_Problem_
Beneath this task are records; print exactly the stretch of them from the line with "positive clicks: (287, 287)" through the line with "positive clicks: (866, 23)", both ends included.

Stored records:
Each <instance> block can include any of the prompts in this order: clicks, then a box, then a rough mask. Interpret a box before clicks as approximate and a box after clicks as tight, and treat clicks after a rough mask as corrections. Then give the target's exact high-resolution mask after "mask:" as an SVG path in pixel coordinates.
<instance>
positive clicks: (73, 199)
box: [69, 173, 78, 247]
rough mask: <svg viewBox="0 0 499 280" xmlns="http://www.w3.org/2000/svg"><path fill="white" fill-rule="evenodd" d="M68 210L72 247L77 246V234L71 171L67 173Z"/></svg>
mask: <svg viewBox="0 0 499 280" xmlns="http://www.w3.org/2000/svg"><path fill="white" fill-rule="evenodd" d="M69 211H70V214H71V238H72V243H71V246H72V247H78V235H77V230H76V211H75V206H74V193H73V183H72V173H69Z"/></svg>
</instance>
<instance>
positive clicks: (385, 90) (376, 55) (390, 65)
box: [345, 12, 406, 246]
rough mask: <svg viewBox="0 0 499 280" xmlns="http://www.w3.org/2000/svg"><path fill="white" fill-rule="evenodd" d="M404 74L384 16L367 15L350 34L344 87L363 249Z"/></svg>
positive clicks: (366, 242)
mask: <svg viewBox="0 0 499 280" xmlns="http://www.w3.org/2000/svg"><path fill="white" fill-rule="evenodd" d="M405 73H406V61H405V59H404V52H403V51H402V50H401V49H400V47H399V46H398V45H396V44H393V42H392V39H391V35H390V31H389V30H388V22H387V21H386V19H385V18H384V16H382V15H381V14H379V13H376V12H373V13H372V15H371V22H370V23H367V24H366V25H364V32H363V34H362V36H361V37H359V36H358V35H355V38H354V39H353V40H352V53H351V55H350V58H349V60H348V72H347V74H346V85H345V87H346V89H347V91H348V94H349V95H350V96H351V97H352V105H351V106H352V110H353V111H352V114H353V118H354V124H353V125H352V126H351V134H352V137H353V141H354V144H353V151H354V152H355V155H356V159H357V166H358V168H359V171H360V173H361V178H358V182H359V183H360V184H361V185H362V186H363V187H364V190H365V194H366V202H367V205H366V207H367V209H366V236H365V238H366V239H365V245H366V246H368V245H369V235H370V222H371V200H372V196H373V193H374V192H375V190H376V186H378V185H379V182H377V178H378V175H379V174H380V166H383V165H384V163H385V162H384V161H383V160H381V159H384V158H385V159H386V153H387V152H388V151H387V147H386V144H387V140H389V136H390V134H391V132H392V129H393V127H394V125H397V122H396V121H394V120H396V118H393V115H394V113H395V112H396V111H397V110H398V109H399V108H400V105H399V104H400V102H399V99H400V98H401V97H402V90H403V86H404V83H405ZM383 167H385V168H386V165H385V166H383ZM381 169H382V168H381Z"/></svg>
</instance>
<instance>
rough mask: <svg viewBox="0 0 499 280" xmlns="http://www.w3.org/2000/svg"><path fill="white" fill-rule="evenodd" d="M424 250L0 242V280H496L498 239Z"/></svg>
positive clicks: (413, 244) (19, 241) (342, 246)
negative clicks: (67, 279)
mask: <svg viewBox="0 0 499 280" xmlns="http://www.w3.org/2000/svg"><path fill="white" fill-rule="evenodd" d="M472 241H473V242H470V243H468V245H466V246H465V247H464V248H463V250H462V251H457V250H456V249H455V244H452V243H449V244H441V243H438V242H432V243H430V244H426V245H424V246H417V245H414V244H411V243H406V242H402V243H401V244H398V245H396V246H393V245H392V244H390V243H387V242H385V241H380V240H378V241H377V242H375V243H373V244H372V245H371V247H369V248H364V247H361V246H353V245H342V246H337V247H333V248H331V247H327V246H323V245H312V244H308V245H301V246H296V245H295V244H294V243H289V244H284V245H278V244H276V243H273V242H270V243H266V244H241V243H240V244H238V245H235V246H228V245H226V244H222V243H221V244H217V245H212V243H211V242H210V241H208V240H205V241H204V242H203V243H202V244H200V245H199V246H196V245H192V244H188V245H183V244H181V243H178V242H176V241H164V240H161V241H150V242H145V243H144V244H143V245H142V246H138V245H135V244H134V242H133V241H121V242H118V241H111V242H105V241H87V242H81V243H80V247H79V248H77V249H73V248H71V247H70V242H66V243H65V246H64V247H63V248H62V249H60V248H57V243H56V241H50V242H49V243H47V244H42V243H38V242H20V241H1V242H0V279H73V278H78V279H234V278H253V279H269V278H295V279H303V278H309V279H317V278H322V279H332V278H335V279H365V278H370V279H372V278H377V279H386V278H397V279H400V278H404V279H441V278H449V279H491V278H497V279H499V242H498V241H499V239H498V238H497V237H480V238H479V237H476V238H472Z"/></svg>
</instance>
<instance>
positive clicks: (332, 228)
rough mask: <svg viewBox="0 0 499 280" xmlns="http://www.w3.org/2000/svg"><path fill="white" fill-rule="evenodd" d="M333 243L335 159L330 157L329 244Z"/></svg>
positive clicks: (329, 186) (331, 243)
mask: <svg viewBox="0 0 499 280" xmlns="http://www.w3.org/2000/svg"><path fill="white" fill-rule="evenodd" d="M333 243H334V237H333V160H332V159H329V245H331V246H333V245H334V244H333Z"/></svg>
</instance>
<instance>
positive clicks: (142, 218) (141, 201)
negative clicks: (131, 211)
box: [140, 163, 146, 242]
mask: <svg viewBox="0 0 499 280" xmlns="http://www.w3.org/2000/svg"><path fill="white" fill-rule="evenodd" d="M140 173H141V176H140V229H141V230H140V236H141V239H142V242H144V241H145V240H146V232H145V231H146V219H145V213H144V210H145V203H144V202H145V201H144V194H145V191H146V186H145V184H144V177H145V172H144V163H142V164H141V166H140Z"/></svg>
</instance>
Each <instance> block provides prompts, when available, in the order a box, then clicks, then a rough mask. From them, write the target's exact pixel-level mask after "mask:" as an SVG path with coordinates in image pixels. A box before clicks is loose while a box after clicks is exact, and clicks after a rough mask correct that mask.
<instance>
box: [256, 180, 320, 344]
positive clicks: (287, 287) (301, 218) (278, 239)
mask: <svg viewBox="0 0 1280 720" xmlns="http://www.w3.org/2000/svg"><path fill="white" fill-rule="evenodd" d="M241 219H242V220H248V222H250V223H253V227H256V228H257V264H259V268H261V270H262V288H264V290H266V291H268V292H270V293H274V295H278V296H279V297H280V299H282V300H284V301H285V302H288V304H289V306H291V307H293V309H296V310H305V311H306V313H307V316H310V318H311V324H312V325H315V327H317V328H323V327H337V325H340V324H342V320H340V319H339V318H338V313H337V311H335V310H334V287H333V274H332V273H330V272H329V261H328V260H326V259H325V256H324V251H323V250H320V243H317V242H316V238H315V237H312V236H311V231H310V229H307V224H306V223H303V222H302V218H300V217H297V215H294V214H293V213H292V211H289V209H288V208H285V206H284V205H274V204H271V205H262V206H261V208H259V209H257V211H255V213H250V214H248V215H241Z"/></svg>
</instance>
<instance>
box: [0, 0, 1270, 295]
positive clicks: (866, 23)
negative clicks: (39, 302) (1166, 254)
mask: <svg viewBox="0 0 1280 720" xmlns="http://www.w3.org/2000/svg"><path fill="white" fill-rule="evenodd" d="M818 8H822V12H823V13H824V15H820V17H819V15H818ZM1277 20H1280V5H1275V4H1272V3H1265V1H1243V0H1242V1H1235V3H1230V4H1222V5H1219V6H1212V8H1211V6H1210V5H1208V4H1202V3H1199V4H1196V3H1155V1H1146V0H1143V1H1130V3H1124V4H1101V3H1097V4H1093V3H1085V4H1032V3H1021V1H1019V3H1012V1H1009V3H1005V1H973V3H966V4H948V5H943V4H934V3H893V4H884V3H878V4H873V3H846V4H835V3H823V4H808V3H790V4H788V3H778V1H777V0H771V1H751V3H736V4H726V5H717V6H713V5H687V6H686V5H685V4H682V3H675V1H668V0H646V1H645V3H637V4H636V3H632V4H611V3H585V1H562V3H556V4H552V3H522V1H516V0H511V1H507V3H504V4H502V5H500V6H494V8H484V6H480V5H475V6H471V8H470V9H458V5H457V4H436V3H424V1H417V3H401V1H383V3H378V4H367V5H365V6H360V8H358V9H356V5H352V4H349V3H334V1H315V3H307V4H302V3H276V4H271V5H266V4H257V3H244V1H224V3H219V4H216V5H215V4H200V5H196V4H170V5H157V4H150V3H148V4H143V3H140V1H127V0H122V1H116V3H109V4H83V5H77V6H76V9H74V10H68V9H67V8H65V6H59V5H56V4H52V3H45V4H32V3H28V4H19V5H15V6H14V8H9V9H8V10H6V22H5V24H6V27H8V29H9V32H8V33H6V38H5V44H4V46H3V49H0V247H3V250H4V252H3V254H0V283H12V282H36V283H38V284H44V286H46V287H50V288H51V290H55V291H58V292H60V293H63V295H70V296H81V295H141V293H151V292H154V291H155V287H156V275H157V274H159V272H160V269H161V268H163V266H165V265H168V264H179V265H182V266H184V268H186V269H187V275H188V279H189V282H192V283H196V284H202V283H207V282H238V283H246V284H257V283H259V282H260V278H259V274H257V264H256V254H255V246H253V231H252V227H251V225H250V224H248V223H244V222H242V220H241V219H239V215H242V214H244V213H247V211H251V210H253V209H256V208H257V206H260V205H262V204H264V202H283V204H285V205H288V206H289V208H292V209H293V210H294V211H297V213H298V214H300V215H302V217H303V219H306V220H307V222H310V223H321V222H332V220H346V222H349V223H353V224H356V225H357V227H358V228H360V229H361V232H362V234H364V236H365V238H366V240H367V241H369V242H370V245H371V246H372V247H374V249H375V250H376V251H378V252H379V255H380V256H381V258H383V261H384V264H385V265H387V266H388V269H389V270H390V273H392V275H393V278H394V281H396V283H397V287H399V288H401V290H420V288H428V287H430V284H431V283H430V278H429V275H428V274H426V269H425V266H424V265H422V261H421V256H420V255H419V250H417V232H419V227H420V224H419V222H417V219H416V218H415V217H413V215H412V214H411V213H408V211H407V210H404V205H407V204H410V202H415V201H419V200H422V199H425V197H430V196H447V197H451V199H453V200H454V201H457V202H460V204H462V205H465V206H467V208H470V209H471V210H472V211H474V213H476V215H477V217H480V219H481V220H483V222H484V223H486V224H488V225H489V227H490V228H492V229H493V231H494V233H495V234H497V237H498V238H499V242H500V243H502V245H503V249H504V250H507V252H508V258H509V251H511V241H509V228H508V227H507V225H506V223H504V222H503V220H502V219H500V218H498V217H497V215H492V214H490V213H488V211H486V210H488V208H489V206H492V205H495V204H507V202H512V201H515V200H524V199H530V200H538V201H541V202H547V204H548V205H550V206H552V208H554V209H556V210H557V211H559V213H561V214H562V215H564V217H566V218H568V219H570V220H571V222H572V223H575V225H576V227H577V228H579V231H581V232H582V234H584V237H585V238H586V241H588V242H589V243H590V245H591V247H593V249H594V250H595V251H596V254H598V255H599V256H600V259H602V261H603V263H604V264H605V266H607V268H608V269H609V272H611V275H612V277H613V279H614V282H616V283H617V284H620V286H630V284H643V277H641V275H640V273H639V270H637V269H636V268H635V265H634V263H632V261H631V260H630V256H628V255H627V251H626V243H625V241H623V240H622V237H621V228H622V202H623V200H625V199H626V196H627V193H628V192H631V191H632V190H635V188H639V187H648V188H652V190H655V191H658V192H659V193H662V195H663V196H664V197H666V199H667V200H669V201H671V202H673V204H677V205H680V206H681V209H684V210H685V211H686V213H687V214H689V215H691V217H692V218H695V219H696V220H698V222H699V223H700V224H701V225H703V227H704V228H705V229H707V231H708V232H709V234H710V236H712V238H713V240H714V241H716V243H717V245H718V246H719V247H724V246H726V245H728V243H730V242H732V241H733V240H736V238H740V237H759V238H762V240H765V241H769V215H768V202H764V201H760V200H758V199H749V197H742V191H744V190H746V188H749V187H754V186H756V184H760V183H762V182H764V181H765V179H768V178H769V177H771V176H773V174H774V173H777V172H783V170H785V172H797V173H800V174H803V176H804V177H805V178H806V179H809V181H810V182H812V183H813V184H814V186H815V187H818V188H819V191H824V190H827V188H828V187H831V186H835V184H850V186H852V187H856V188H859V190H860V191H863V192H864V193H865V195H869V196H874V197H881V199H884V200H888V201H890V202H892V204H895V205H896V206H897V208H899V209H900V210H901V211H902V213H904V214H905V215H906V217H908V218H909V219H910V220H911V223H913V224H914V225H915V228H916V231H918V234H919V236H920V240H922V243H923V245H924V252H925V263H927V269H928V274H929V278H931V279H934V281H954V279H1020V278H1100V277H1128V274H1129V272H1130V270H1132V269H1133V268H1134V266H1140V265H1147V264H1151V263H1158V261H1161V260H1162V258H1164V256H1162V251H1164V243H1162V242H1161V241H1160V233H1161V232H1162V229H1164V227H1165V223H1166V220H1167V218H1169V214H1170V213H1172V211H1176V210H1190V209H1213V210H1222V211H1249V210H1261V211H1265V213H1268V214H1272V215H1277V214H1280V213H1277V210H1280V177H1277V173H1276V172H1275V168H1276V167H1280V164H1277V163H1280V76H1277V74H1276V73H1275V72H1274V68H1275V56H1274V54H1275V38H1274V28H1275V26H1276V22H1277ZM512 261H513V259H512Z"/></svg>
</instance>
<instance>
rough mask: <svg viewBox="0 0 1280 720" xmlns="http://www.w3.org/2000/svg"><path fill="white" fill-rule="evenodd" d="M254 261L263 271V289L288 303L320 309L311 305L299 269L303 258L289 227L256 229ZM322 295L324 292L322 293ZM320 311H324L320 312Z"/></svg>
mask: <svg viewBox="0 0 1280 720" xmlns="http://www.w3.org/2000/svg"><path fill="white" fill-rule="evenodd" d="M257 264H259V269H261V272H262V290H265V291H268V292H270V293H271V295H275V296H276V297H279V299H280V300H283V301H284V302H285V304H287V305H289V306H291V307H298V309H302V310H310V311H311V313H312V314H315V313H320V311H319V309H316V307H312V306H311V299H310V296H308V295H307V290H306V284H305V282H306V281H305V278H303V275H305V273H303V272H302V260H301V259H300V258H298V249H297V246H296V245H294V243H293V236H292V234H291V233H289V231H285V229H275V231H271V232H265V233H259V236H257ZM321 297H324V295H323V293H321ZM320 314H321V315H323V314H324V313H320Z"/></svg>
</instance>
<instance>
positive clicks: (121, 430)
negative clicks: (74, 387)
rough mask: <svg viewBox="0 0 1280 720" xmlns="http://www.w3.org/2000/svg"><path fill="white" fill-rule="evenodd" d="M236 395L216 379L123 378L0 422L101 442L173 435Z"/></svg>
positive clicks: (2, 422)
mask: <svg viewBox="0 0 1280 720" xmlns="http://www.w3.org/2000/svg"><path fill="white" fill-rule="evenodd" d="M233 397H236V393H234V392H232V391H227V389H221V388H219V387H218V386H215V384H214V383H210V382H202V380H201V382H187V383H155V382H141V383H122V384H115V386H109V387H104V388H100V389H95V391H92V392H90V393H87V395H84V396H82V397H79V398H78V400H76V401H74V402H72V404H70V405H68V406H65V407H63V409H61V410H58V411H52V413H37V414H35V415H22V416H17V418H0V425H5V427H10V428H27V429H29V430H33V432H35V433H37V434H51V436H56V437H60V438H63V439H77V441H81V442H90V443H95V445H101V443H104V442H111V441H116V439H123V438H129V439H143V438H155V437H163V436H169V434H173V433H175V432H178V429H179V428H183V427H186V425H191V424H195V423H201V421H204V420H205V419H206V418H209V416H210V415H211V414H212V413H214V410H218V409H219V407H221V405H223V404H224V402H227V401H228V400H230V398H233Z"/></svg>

_Solution for this exercise_
positive clicks: (287, 287) (301, 218) (278, 239)
mask: <svg viewBox="0 0 1280 720" xmlns="http://www.w3.org/2000/svg"><path fill="white" fill-rule="evenodd" d="M241 219H242V220H248V222H250V223H253V227H256V228H257V264H259V268H261V270H262V288H264V290H266V291H268V292H270V293H274V295H278V296H279V297H280V299H282V300H284V301H285V302H288V304H289V306H291V307H293V309H296V310H305V311H306V313H307V316H310V318H311V324H312V325H315V327H317V328H323V327H337V325H340V324H342V320H340V319H339V318H338V313H337V311H335V310H334V287H333V274H332V273H330V272H329V261H328V260H326V259H325V256H324V251H323V250H320V243H317V242H316V238H315V237H312V236H311V231H310V229H307V224H306V223H303V222H302V218H300V217H297V215H294V214H293V213H292V211H289V209H288V208H285V206H284V205H274V204H271V205H262V206H261V208H259V209H257V211H255V213H250V214H248V215H241Z"/></svg>
</instance>
<instance>
box: [0, 0, 1270, 295]
positive clicks: (866, 23)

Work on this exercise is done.